### WHAT THIS EXERCISE ASKS
1 - Write out the passage on adolescent participation and empowerment word for word, beginning at "(d) Increased involvement" and stopping after "Jordan country programme.".
2 - Extend the passage on adolescent participation and empowerment, picking up after its final sentence.

### SELECTED EXTRACT
┌──
61. Adolescent participation and empowerment. This programme will continue to enhance opportunities for adolescents to develop, learn and participate. The key results are:

(a) Increase participation by students and parents in decision-making processes regarding the school environment in all UNRWA schools;

(b) Five per cent reduction in the dropout rate in the two refugee camps with the highest incidence;

(c) Improved knowledge and implementation of healthy living practices among adolescents (especially at-risk groups) in the 14 official and unofficial camps to encourage a healthy lifestyle and help adolescents to protect themselves from HIV and substance abuse;

(d) Increased involvement of adolescents as change agents in their families and communities, including in influencing decisions and policies that affect their lives. The programme will enhance their accessibility to adolescent-friendly services in UNRWA schools and their communities through cooperation with the UNRWA-affiliated women’s programme centres. The programme will support implementation of the National Youth Survey (2010-2011), which will provide updated information on the situation, priorities and aspirations of young people; development of the National Youth Strategy; and operationalization of the National Criteria on Adolescent Friendly Youth Centres. These key interventions are led by the Jordan country programme.
└──
### SOURCE INFORMATION
┌──
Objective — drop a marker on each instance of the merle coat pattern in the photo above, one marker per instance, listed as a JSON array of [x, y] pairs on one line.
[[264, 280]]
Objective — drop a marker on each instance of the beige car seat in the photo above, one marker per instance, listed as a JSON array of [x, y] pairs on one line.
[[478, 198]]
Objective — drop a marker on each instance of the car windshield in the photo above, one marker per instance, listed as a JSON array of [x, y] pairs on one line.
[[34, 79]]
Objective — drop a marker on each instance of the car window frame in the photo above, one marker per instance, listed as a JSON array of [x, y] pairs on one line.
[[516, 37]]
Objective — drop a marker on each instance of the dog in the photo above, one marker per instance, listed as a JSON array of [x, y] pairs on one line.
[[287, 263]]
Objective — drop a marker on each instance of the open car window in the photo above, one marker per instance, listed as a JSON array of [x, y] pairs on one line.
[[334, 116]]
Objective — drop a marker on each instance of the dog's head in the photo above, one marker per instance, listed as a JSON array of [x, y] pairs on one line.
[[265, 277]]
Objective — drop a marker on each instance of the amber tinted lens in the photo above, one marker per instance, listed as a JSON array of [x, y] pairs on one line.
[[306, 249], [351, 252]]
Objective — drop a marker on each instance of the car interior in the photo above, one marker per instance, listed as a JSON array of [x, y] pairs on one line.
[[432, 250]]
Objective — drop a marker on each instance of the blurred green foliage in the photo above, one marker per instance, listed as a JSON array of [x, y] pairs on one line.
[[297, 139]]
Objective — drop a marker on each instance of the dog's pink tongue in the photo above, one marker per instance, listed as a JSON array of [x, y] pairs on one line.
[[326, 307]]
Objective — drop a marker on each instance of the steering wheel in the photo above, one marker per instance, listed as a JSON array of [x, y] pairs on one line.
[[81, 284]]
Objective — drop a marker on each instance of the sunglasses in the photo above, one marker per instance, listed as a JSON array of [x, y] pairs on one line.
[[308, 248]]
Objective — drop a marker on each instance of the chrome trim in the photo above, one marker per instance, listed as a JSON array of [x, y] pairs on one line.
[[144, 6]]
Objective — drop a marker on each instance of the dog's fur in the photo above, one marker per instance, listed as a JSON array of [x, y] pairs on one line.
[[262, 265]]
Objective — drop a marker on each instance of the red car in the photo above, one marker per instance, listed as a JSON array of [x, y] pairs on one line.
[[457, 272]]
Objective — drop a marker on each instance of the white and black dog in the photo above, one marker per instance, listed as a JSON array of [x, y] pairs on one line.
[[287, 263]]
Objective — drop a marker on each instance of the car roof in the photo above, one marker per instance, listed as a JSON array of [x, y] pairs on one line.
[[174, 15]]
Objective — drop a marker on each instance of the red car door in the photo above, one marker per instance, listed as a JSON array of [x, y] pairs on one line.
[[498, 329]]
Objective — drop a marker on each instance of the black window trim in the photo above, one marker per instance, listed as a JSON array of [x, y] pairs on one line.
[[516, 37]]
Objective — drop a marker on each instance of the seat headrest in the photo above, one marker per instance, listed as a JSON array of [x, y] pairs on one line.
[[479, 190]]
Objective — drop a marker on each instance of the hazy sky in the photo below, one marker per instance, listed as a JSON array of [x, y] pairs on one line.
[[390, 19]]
└──
### RESULTS BY TASK
1 -
(d) Increased involvement of adolescents as change agents in their families and communities, including in influencing decisions and policies that affect their lives. The programme will enhance their accessibility to adolescent-friendly services in UNRWA schools and their communities through cooperation with the UNRWA-affiliated women’s programme centres. The programme will support implementation of the National Youth Survey (2010-2011), which will provide updated information on the situation, priorities and aspirations of young people; development of the National Youth Strategy; and operationalization of the National Criteria on Adolescent Friendly Youth Centres. These key interventions are led by the Jordan country programme.

2 -
62. Knowledge base and advocacy. The programme seeks to improve the knowledge base, advocacy efforts and social policies in support of child rights and to strengthen the institutional capacity of partners in results-oriented planning, performance monitoring and evaluation. The expected key results are: (a) improved knowledge and data on children and a functioning system for monitoring and analysis of factors undermining children’s and women’s rights, by 2013; (b) increased public awareness of the challenges facing children; and (c) strengthened partnerships, including with the media.

Major partnerships

63. The Department of Palestinian Affairs, UNRWA, NGOs and the Ministries of Health and Education and Higher Council for Youth are important partners. The cross-sectoral nature of the interventions requires close collaboration with all partners. Joint programming, thematic consultations and inter-agency cooperation will be undertaken through UNDAF thematic groups.

Monitoring, evaluation and programme management (for the area programme as a whole)

64. The area programme will be managed by the Middle East and North Africa Regional Office, and each country office will implement its component of the programme. Monitoring and evaluation will be coordinated through integrated monitoring, evaluation and research plans and the Regional Task Force on the Palestinian Area Programme. Each country will monitor the performance of its component of the area programme by developing monitoring and evaluation plans focused on measuring progress towards the achievement of programme component results. The DevInfo database in each country and MENAInfo at the regional level will support monitoring of the situation of children and women, especially progress towards the Millennium Development Goals.